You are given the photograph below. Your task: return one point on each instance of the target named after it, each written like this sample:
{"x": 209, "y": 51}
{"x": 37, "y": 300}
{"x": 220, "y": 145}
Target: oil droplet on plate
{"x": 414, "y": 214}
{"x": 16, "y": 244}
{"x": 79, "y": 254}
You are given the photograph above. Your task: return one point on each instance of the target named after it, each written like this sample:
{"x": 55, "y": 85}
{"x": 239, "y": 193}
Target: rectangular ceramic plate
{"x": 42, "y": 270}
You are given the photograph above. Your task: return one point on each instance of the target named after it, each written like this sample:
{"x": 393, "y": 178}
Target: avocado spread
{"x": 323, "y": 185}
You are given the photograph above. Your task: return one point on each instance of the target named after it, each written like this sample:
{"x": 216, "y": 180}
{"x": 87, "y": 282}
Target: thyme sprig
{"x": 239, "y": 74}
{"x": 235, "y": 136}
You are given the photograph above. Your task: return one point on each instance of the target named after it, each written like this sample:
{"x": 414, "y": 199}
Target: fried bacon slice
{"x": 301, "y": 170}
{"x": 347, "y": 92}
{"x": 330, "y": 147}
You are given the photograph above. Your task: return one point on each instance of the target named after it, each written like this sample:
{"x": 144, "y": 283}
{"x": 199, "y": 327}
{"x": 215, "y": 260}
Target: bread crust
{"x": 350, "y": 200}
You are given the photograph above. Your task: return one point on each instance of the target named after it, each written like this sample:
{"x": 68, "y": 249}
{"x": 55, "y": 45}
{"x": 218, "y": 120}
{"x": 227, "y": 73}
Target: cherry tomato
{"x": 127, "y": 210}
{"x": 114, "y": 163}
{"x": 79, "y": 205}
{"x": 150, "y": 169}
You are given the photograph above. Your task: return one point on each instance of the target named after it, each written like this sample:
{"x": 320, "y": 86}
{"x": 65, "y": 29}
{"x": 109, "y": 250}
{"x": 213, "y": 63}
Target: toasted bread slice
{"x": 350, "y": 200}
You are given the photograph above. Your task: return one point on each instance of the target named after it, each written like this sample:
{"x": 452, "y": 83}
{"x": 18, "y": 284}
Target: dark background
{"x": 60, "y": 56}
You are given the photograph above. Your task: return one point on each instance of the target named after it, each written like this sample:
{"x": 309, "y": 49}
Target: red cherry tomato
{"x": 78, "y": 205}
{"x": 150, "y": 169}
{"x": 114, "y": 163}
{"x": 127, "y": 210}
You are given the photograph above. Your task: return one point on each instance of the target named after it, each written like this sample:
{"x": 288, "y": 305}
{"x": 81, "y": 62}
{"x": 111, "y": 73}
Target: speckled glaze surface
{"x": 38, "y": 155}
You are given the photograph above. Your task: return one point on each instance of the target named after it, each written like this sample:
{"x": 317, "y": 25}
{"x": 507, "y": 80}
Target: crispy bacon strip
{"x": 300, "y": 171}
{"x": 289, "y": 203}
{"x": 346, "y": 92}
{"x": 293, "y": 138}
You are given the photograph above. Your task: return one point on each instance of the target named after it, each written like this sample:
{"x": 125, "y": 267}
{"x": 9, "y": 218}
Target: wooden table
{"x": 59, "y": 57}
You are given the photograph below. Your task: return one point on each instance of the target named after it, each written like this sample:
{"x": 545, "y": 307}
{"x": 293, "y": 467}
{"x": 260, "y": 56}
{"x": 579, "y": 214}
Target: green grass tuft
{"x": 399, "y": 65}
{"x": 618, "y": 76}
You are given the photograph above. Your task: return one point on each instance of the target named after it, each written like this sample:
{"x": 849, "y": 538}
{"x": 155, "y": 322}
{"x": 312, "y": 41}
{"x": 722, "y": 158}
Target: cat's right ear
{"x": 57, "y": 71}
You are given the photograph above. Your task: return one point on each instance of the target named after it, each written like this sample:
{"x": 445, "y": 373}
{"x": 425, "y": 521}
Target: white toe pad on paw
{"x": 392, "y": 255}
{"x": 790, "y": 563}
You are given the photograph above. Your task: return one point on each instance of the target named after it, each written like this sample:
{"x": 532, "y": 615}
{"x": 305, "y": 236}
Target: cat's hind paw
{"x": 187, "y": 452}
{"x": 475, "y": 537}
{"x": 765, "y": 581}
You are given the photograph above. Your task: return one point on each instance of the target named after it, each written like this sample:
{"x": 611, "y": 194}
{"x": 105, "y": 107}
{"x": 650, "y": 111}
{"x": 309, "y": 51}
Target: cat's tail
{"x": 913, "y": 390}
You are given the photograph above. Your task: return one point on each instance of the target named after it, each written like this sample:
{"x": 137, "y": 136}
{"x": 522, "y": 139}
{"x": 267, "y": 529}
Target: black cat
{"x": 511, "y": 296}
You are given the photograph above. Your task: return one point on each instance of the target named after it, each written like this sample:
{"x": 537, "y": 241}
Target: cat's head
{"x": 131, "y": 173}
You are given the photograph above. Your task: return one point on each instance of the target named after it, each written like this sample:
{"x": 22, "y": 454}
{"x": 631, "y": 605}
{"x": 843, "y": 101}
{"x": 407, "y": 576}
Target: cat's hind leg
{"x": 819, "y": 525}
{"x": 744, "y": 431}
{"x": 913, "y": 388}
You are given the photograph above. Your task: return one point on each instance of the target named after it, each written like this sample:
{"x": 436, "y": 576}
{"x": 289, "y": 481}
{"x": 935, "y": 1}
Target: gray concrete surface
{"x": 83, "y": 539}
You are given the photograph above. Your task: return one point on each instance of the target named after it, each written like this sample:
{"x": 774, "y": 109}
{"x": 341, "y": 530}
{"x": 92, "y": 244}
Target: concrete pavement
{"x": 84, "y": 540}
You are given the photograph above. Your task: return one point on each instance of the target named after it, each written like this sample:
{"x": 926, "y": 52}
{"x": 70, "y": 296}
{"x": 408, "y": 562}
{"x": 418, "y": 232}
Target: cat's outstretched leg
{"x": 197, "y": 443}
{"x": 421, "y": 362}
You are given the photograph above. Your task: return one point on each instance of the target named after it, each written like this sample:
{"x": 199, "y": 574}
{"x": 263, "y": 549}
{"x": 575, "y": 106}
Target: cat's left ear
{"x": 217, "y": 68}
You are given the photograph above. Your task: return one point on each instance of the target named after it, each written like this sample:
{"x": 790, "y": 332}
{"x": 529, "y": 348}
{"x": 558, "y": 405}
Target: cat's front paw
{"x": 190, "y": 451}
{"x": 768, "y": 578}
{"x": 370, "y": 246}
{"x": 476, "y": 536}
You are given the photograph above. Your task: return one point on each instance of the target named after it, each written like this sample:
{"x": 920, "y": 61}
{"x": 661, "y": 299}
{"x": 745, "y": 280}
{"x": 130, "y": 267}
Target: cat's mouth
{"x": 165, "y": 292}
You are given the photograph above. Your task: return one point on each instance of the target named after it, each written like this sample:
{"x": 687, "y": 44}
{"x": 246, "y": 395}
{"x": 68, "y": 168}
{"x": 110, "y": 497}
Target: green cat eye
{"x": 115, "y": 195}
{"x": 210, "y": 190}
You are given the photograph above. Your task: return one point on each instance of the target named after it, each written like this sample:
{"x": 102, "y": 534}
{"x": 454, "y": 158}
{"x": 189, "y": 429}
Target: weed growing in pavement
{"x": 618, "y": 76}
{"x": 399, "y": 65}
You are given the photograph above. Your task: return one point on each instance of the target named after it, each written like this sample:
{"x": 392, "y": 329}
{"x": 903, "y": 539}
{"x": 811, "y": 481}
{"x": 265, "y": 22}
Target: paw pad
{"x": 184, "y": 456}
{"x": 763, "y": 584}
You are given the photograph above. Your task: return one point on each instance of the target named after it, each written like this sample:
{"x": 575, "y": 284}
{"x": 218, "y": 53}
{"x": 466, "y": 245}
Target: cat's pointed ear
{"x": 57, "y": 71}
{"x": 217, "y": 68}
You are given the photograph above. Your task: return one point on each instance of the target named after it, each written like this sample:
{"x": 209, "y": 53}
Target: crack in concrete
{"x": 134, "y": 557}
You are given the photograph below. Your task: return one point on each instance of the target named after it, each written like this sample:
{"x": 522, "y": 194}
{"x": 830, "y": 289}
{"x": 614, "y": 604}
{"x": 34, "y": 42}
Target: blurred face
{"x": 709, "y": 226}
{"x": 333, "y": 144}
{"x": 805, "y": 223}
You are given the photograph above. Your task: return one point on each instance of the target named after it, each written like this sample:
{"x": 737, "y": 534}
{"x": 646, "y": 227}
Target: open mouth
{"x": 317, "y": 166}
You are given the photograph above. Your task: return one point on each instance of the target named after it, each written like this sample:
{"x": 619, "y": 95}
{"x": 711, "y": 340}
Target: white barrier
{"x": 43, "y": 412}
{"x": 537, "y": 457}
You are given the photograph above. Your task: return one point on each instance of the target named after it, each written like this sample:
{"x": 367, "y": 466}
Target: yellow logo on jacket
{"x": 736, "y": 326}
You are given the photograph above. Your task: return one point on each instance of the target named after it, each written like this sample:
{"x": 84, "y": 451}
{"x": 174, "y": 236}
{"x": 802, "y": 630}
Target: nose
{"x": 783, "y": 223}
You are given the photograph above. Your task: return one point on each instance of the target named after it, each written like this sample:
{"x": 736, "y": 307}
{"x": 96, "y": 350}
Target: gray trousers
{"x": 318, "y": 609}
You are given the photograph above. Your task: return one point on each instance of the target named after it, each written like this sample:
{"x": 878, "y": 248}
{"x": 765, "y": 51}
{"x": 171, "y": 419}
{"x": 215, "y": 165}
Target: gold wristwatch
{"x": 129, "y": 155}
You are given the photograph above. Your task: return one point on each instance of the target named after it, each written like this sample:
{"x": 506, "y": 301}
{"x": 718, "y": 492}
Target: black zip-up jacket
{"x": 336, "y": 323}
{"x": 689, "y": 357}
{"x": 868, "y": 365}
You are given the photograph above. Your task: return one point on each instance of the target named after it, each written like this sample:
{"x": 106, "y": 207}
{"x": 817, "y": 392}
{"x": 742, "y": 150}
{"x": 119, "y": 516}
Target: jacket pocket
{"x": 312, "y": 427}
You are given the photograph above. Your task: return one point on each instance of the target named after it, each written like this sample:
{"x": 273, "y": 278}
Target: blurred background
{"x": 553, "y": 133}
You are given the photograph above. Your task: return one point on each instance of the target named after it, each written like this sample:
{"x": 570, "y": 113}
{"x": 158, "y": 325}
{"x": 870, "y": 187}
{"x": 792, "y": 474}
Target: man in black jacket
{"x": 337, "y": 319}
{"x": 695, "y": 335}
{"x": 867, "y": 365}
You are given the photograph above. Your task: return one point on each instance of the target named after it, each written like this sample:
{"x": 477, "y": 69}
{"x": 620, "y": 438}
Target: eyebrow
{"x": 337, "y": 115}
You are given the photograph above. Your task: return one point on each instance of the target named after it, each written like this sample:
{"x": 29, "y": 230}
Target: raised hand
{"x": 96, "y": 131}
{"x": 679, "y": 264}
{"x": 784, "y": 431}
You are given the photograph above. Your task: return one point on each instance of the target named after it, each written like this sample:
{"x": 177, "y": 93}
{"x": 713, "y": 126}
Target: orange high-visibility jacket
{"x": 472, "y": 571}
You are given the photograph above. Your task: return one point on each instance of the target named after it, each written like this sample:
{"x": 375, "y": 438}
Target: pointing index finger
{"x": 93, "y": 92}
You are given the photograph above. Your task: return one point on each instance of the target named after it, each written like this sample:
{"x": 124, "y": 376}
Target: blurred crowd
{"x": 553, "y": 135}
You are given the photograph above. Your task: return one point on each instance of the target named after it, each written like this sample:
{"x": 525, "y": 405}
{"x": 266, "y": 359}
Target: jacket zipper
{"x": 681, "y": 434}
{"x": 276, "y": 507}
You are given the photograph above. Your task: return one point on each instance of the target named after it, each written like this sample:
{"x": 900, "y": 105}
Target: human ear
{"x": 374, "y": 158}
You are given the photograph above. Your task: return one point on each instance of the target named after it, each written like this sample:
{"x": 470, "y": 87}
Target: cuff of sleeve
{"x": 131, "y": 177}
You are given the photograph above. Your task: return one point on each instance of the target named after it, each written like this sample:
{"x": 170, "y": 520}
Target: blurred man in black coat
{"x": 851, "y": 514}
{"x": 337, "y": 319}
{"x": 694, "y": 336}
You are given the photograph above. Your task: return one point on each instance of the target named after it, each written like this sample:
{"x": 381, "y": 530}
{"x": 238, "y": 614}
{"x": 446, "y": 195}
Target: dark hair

-----

## Short task
Pull out each line in the listing above that contains the string "plate". Case matters.

## The output
Target: oil droplet on plate
Target: rectangular ceramic plate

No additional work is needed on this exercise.